_The problem_: Pick each line containing the word "metal" out of the data below.
[Opening Information provided section]
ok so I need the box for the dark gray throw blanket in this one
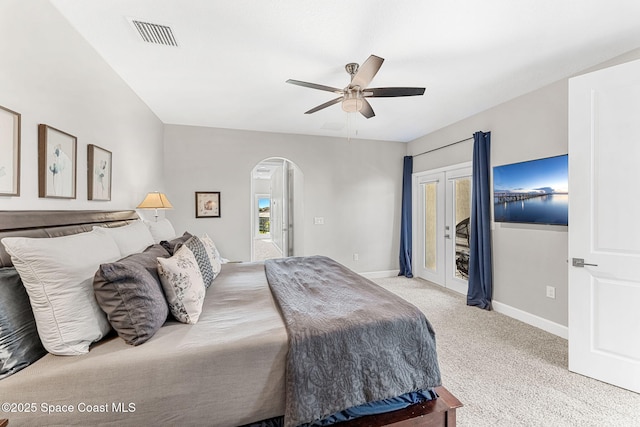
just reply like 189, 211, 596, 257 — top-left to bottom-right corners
264, 256, 441, 427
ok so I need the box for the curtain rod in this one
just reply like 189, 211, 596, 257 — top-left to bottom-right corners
412, 136, 473, 158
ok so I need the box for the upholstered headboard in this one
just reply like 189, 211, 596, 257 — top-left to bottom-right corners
0, 210, 139, 268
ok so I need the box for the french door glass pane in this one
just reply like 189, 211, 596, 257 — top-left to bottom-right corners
454, 178, 471, 279
424, 182, 437, 271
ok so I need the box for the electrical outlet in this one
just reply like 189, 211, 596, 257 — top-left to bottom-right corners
546, 286, 556, 299
353, 253, 359, 261
313, 217, 324, 225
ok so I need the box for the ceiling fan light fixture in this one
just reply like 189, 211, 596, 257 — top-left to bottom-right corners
287, 54, 425, 119
342, 90, 363, 112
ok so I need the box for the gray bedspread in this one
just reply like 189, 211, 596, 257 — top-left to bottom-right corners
264, 256, 441, 427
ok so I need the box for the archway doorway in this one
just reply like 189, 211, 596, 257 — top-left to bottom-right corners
251, 158, 304, 261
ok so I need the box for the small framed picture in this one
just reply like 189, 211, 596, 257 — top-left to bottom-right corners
38, 124, 77, 199
88, 144, 112, 201
0, 105, 21, 196
195, 191, 221, 218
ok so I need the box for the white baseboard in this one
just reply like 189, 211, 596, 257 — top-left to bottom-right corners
358, 272, 568, 339
360, 270, 400, 279
492, 300, 568, 339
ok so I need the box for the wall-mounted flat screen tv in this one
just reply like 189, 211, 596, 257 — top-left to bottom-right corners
493, 154, 568, 225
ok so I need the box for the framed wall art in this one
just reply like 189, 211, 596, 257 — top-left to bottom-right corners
87, 144, 112, 201
38, 124, 77, 199
195, 191, 221, 218
0, 105, 21, 196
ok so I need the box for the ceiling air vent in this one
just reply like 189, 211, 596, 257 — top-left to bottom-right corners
131, 19, 178, 47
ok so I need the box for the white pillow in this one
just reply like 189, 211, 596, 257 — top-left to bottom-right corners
1, 230, 121, 355
93, 220, 155, 258
144, 218, 177, 244
157, 245, 206, 324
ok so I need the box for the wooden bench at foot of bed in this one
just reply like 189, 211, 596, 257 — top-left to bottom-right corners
342, 386, 462, 427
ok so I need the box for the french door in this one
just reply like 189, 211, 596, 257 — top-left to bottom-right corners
414, 164, 472, 294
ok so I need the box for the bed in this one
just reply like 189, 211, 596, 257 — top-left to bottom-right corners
0, 210, 461, 426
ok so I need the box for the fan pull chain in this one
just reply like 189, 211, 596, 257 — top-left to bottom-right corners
346, 111, 359, 142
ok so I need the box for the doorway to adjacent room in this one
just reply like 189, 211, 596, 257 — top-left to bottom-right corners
251, 158, 304, 262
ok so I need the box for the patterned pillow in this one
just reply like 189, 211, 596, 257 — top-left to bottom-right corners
200, 234, 224, 269
179, 236, 221, 288
157, 244, 206, 324
181, 237, 213, 287
200, 234, 221, 260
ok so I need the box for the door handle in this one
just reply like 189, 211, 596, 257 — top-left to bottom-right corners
572, 258, 598, 267
445, 234, 451, 239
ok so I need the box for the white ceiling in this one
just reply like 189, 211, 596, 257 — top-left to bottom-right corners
50, 0, 640, 143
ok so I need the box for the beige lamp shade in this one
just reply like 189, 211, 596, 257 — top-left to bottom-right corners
137, 192, 173, 209
137, 192, 173, 221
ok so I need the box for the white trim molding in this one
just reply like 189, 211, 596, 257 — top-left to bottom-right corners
360, 270, 400, 279
492, 300, 568, 339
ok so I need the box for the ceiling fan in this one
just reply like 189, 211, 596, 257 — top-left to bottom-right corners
286, 54, 425, 119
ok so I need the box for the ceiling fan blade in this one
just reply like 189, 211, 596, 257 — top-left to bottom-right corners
359, 99, 375, 119
366, 87, 426, 97
304, 97, 343, 114
350, 55, 384, 89
286, 79, 343, 94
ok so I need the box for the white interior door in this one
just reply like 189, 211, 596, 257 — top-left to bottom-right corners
270, 163, 285, 255
568, 58, 640, 393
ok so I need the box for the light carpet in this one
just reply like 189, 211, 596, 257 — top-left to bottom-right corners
372, 276, 640, 427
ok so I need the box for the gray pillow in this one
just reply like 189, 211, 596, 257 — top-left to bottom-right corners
160, 231, 192, 255
0, 267, 47, 379
93, 244, 171, 346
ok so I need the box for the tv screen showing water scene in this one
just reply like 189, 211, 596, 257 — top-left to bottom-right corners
493, 154, 568, 225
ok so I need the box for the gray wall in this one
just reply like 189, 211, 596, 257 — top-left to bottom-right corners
0, 0, 164, 212
408, 48, 640, 329
409, 80, 570, 328
163, 125, 406, 273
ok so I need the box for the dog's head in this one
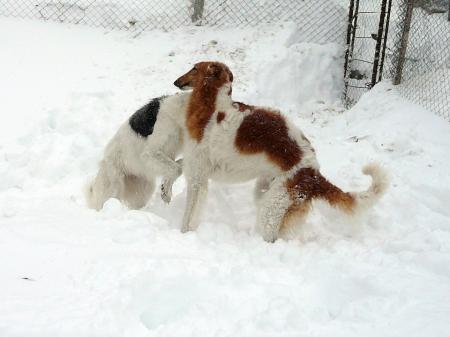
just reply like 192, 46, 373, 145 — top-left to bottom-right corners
173, 61, 233, 90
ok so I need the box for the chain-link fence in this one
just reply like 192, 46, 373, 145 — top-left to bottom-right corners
387, 0, 449, 121
0, 0, 190, 30
0, 0, 347, 44
2, 0, 448, 119
344, 0, 449, 121
344, 0, 392, 106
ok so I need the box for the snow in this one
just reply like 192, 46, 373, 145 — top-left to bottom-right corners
1, 17, 450, 337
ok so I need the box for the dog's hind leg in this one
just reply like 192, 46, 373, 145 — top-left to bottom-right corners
121, 175, 155, 210
279, 201, 311, 240
254, 177, 273, 203
256, 179, 291, 243
86, 160, 125, 210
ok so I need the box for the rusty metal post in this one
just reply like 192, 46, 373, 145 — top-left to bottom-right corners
393, 0, 414, 85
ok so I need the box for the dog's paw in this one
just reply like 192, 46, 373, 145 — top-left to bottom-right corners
160, 179, 173, 204
262, 227, 278, 243
180, 225, 190, 233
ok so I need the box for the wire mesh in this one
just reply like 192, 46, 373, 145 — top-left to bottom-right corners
0, 0, 192, 30
201, 0, 347, 44
344, 0, 386, 106
0, 0, 348, 44
386, 0, 449, 121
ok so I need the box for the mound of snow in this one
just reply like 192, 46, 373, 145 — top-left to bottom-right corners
251, 42, 344, 113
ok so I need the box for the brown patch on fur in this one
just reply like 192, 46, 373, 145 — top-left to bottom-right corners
187, 84, 220, 141
176, 62, 233, 142
216, 111, 226, 123
286, 168, 355, 213
235, 108, 302, 171
281, 168, 356, 232
280, 200, 311, 234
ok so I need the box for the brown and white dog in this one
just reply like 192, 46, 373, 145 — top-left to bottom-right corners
173, 61, 388, 242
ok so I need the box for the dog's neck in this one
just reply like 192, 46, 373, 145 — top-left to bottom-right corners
186, 81, 233, 142
215, 83, 233, 111
192, 81, 232, 105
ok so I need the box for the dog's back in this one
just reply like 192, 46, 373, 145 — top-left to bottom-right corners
85, 92, 190, 210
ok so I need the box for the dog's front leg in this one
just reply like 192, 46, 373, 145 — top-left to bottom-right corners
141, 150, 182, 203
160, 158, 183, 203
181, 175, 208, 233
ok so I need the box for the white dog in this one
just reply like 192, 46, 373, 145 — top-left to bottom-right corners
85, 92, 189, 210
173, 61, 388, 242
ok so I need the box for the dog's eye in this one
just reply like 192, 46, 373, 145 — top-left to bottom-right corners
191, 68, 197, 74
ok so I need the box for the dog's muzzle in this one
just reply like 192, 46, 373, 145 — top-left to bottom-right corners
174, 79, 190, 90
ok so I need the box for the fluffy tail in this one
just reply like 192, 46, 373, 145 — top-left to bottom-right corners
287, 163, 388, 215
321, 163, 389, 213
352, 163, 389, 211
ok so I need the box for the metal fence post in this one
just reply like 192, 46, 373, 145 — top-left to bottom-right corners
343, 0, 355, 81
378, 0, 393, 82
393, 0, 414, 85
371, 0, 388, 87
191, 0, 205, 23
343, 0, 359, 106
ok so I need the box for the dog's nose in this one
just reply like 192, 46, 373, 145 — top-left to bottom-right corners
173, 79, 181, 88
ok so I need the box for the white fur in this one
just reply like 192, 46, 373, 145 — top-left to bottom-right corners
179, 84, 388, 242
85, 92, 190, 210
352, 163, 389, 212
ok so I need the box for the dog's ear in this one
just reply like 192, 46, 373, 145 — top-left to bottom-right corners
206, 63, 222, 78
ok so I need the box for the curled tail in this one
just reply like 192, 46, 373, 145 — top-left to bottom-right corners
[Closing Information provided section]
_Answer to this problem_:
ok so I need the box for the rusty metal post in this one
ok so I need the box for the metal fence post in this one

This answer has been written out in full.